◆ **Instructions for the task**:
The whole listing should be retyped word for word, apart from the pictures it holds.

◆ **Source material**:
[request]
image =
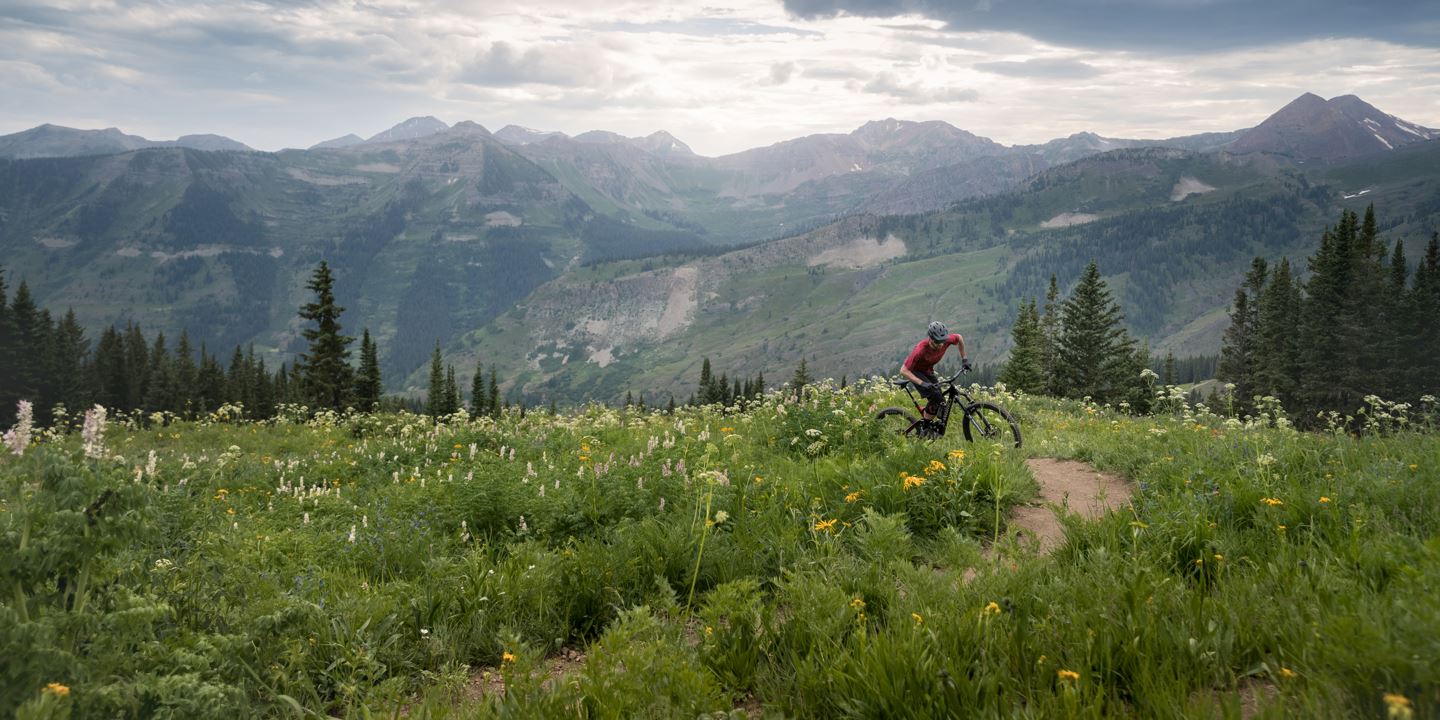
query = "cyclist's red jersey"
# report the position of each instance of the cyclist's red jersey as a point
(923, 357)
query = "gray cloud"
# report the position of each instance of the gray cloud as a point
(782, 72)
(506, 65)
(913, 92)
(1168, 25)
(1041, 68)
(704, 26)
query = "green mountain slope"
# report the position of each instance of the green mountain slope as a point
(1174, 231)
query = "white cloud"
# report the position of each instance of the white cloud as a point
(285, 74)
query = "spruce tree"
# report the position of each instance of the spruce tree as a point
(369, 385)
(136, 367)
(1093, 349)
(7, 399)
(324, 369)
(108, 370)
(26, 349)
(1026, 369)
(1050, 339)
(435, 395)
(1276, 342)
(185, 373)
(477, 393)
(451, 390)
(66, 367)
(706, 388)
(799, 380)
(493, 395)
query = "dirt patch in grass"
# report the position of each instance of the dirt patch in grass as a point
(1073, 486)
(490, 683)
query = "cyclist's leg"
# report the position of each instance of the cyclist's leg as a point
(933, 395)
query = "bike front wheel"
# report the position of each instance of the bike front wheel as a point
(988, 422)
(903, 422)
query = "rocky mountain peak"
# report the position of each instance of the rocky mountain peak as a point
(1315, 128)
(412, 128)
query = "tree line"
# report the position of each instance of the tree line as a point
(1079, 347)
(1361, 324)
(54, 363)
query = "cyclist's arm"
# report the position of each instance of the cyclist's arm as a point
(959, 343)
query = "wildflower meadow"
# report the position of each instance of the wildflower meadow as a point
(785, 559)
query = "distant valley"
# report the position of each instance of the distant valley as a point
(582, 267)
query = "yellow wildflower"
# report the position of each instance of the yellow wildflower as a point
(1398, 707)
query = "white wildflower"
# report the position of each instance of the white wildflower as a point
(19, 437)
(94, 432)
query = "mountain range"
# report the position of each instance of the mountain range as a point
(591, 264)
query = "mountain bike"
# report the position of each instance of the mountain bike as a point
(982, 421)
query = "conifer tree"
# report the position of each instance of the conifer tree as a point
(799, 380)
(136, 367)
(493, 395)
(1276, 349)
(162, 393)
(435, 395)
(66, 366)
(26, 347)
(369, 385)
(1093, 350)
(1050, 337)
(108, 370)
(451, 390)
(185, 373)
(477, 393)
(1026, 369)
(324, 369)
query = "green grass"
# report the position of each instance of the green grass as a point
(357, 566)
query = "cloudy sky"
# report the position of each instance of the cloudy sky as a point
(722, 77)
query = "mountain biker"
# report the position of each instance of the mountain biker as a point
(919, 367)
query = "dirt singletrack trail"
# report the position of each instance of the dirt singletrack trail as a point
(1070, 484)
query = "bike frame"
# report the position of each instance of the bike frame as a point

◆ **Answer section**:
[request]
image =
query = "cyclist's red jersey"
# report the position of each instance of the cyclist's red jersey as a point
(923, 357)
query = "gray cloud"
# report the position of each instance of the gray cloud as a point
(782, 72)
(506, 65)
(913, 92)
(1168, 25)
(1041, 68)
(704, 26)
query = "green mountain slope"
# report the position of each instance of the green mountain slope as a point
(1174, 231)
query = "white cloud"
# report the position of each instance of the white cloud as a point
(285, 74)
query = "spruce tree"
# report the position of each instance of the spruce tree as a point
(369, 385)
(136, 367)
(1093, 349)
(7, 399)
(324, 369)
(108, 370)
(26, 349)
(1026, 369)
(1050, 339)
(435, 395)
(1276, 342)
(185, 373)
(477, 393)
(451, 390)
(66, 367)
(706, 388)
(799, 380)
(493, 395)
query = "dirt patch in grass"
# report the position of each instance of the dirt patch in grass as a point
(1073, 486)
(490, 683)
query = "cyclist's leg"
# report the position of each instance of the cyclist's leg as a point
(933, 395)
query = "bike front wheel"
# report the position of each instance of the bike front wheel as a point
(988, 422)
(903, 422)
query = "rocky mountain peak"
# report the position of each instance of the rocky mountain peak as a point
(1315, 128)
(412, 128)
query = "tree line"
# report the position of each instance of the tree line as a point
(1079, 347)
(1361, 324)
(54, 363)
query = "cyclist's arm"
# report the position of each instance of the cyclist's arm as a point
(959, 343)
query = "wildflower meadow"
# report the position of each instance of the wildflower meadow as a point
(785, 559)
query = "distant valley"
# report the position of each instance of the distant valley as a point
(582, 267)
query = "yellow wildflower"
# report the position of each instance of the yellow wildflower as a point
(1398, 707)
query = "white wildflower"
# report the position of each instance of the white wildflower as a point
(19, 437)
(94, 432)
query = "mountain range"
# report the position of each instance of the mountain range as a point
(591, 264)
query = "mountain bike"
# report the position of each instance of the mountain bike as a point
(982, 421)
query = "conifer tree"
# report the position of each instance of the conifer tree as a point
(799, 380)
(136, 367)
(493, 395)
(1276, 349)
(162, 393)
(435, 395)
(66, 366)
(26, 347)
(369, 385)
(1093, 350)
(1050, 337)
(108, 370)
(451, 390)
(185, 373)
(477, 393)
(1026, 369)
(324, 369)
query = "green grass"
# report the position of each instance of the green grass as a point
(357, 566)
query = "cloudy sky"
# report the position of each instance of the cloudy sky as a point
(722, 77)
query = "mountain biker"
# report the position of each instance of the mountain biker as a point
(919, 367)
query = "dirt singletrack trail"
# report the position of each instance of the dirt singletrack trail as a point
(1070, 484)
query = "bike frame"
# report the position of each instance of the bike frame as a point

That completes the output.